List of tasks:
1 - Check each statement against the passage about the angel musicians: (a) Jesus holds a claw bell in each hand; (b) the similar bells in the Musée Cluny are dated to the end of the 16th century; (c) the top four angels of the middle sphere hold rosaries. Answer yes or no for each and quote the words from the passage that decide it.
2 - The first paragraph of the passage about the angel musicians describes objects linked to the Passion at the bottom of the middle sphere. List every one of them.
3 - Reproduce the stretch of the passage about the angel musicians from "Notice how, for" through "upwards towards praising.".

At the bottom in the middle sphere are the crown of thorns (on the left), and, on the right, the three nails which were driven through Jesus’ hands (one nail each) and feet (one for both feet), together with the hammer used to commit this barbaric act. Below this, an angel holds two hand bells, but must be deafened by the coiled trumpets on either side. In the bottom left corner one figure plays the clavichord, while another kind soul (quite literally in this case) holds the music. The focus required to play the dulcimer – a stringed instruments struck by ‘hammers’ – is evident in the bottom right corner from the angel’s downturned face. Nearby was can also see a double shawm and a ‘pot’. I don’t know how this works, but it looks like the angel is jangling cymbals over a small cauldron, presumably a version of a kettle drum. In the centre, flying up from below, the last musician blows a cromorne, which Wikipedia defines as ‘a French woodwind reed instrument of uncertain identity’. It certainly requires a lot of puff: look at his cheeks!
Notice how, for the outer sphere of angels, the music continues all around, and for the inner sphere there is a similar continuity of prayer and praising. For the middle sphere, though, there is a difference between top and bottom, a division between ‘good’ and ‘evil’. The top four angels hold the banners saying ‘praise’ and/or ‘let us praise’, with a threshold marked by the pair holding the rosaries. Below them are the instruments of the passion, curving down beneath the moon into the zone of the dragon. The way to heaven is through prayer, assisted by the rosary, and this leads us upwards towards praising.
At the centre of it all, Jesus is also part of the music. He has a claw bell in each hand, holding them delicately between thumb and forefinger, each one shining with a silvery light reflected from above. He may be lifting his heel away from the ‘old serpent’, but he could equally be dancing for joy – one leg kicked up, arms swinging from side to side, wriggling with delight. He and his mother, as I have said, look down to our left, but why down there? Well, surely they are looking towards the angel who returns their gaze, the angel who is also playing claw bells. Jesus is leading the way, encouraging the music, conducting even, the source of all the joy and light, the origin of the harmony of the spheres, and all this for the glorification of his own mother. Similar bells can be seen hanging from a cradle in the collection of the Musée Cluny in Paris, dated to the beginning of the 16th century, no more than two decades after this beautiful image was painted.

Supplied data:
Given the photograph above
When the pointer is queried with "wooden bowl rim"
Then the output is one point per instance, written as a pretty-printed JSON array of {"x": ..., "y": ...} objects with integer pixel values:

Task responses:
1 -
(a) Yes: "He has a claw bell in each hand"
(b) No: "dated to the beginning of the 16th century"
(c) No: "The top four angels hold the banners saying ‘praise’ and/or ‘let us praise’, with a threshold marked by the pair holding the rosaries."

2 -
- The crown of thorns
- The three nails
- The hammer

3 -
Notice how, for the outer sphere of angels, the music continues all around, and for the inner sphere there is a similar continuity of prayer and praising. For the middle sphere, though, there is a difference between top and bottom, a division between ‘good’ and ‘evil’. The top four angels hold the banners saying ‘praise’ and/or ‘let us praise’, with a threshold marked by the pair holding the rosaries. Below them are the instruments of the passion, curving down beneath the moon into the zone of the dragon. The way to heaven is through prayer, assisted by the rosary, and this leads us upwards towards praising.